**The request**
Repeat exactly the lines from the one containing "santa hat with" through the last line of the records below, both included, and nothing else.

**Material for this task**
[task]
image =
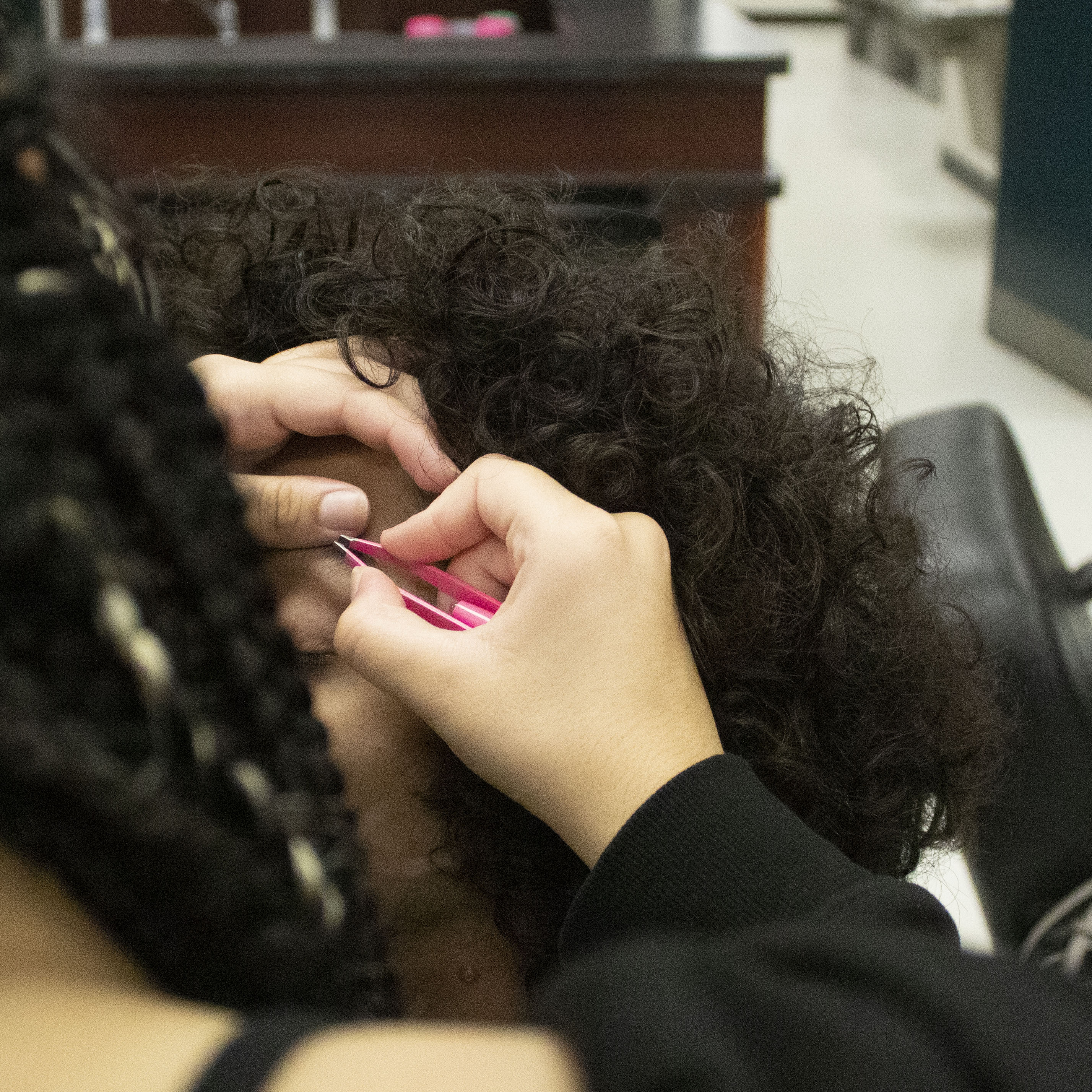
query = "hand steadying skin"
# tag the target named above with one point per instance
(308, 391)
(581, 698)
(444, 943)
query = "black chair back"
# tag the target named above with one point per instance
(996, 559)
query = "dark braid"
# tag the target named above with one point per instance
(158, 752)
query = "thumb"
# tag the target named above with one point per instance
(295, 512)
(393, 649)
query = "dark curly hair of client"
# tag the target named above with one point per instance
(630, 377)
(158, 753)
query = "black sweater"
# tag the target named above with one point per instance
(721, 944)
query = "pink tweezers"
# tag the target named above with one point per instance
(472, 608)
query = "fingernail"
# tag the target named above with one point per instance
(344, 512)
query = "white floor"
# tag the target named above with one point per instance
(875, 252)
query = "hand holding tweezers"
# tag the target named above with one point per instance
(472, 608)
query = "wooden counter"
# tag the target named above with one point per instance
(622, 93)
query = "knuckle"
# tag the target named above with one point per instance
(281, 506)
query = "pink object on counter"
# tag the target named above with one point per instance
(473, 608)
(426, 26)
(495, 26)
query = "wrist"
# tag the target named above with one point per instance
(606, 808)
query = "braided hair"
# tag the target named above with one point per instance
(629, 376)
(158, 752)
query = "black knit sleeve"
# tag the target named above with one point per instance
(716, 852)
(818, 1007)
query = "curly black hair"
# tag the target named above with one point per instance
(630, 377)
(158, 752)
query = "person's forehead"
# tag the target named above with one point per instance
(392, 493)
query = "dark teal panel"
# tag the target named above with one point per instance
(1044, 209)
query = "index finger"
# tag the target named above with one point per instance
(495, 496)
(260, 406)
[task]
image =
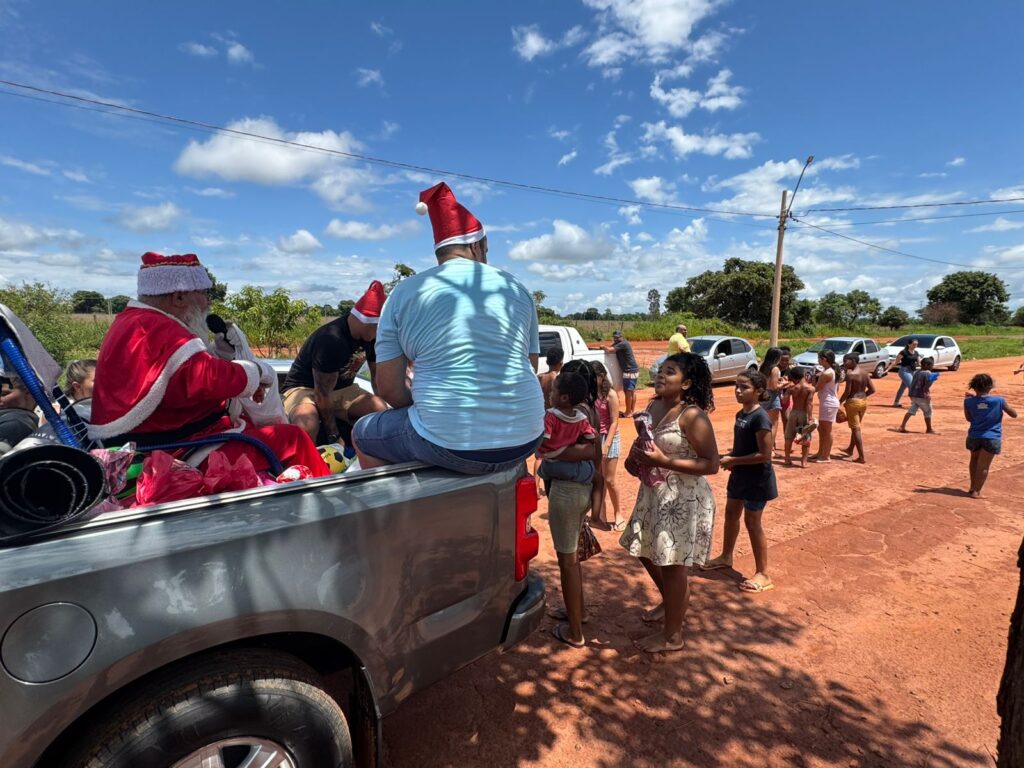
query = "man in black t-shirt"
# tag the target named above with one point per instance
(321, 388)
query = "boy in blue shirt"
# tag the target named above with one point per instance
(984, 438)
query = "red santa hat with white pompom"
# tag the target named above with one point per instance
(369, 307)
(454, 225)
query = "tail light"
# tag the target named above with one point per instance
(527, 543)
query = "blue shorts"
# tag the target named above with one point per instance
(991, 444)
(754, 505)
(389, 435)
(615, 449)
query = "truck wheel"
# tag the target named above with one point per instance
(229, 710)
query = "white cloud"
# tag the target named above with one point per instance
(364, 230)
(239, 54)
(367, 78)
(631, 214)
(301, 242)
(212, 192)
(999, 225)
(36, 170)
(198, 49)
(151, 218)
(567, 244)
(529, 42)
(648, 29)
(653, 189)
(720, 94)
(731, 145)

**Written response**
query = "red santa hat with white pompom"
# tag the target named above with one point per instance
(369, 307)
(454, 225)
query = "tail light"
# tag the target named above with one point per instance
(527, 543)
query = "blue shorts"
# tag the target named above with one point per instance
(991, 444)
(754, 505)
(389, 435)
(615, 449)
query = "truck wheel"
# tag the target named above with one point per instance
(229, 710)
query = "white cloud"
# tag the target named above with one point per instance
(364, 230)
(239, 54)
(367, 78)
(631, 214)
(301, 242)
(212, 192)
(999, 225)
(36, 170)
(198, 49)
(151, 218)
(567, 244)
(529, 42)
(648, 29)
(653, 189)
(720, 94)
(731, 145)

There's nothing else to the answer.